* Task data:
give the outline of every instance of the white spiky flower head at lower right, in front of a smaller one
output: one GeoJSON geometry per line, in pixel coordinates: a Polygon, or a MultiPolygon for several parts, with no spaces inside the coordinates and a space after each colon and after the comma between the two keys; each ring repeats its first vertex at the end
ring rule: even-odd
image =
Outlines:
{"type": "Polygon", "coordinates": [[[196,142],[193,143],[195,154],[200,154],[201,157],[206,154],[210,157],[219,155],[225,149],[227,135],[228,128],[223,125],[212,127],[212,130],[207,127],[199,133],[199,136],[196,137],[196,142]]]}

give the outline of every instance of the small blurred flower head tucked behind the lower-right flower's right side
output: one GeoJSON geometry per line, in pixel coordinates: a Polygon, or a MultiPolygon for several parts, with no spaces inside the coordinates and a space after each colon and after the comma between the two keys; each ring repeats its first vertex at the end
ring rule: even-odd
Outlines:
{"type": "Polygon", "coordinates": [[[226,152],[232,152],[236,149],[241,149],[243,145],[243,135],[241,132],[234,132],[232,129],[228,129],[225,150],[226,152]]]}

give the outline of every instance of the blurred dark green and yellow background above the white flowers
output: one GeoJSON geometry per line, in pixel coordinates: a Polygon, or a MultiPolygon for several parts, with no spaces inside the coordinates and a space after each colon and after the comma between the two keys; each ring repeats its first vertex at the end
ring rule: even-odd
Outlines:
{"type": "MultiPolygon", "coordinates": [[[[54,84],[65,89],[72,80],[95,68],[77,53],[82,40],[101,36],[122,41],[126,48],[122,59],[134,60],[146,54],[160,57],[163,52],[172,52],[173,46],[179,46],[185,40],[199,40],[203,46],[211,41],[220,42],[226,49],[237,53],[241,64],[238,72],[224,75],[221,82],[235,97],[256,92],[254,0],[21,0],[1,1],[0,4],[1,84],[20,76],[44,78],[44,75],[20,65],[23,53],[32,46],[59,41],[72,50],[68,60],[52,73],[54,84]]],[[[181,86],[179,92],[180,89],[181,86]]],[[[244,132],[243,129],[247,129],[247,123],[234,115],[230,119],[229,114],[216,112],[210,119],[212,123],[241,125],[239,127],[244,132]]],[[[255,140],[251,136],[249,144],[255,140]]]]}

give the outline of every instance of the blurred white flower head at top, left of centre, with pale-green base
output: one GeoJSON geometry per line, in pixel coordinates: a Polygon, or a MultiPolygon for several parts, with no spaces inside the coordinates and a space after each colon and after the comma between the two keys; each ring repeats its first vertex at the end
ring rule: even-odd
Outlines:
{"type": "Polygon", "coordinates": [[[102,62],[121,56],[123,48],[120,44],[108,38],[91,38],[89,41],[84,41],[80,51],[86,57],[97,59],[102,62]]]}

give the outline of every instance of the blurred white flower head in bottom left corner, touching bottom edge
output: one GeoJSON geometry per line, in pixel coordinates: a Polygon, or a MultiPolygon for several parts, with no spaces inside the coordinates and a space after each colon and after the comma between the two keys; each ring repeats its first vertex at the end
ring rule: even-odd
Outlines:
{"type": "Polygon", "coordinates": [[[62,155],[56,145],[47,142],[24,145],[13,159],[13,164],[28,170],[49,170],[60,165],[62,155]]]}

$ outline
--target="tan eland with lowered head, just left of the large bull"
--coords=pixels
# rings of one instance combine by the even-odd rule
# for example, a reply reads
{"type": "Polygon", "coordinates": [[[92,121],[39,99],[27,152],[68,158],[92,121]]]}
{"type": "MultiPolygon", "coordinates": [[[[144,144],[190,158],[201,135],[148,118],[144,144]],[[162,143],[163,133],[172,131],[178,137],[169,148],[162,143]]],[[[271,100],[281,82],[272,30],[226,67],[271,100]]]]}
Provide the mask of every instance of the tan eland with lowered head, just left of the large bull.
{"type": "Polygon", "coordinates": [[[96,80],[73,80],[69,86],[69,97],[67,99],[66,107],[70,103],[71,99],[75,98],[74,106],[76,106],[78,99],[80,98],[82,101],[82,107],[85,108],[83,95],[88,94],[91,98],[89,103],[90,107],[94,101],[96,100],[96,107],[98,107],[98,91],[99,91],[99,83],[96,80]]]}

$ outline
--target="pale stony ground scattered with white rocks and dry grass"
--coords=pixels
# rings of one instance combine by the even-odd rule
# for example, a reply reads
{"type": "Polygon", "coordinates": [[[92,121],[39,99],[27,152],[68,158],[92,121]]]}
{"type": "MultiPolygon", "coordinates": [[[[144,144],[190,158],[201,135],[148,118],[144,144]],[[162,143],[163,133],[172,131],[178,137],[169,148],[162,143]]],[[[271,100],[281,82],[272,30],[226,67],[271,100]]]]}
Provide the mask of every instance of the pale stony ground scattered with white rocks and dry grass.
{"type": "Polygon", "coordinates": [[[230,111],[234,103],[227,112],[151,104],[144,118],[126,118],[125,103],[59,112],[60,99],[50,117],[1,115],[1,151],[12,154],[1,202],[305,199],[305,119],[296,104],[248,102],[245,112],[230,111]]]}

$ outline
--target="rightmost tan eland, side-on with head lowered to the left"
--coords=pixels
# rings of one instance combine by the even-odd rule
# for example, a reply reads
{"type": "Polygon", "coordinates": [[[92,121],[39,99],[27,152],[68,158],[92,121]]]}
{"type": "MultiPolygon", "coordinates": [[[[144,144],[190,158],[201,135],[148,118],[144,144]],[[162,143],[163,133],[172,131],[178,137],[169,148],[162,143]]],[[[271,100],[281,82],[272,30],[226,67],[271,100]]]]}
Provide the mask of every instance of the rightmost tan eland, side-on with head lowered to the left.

* Goal of the exercise: Pull out every line holding "blurred" from the records above, and copy it.

* Response to the task:
give the outline of every instance of the small blurred flower head tucked behind the lower-right flower's right side
give the outline of every instance of the blurred dark green and yellow background above the white flowers
give the outline of every instance of the blurred white flower head at top, left of centre, with pale-green base
give the outline of every instance of the blurred white flower head in bottom left corner, touching bottom edge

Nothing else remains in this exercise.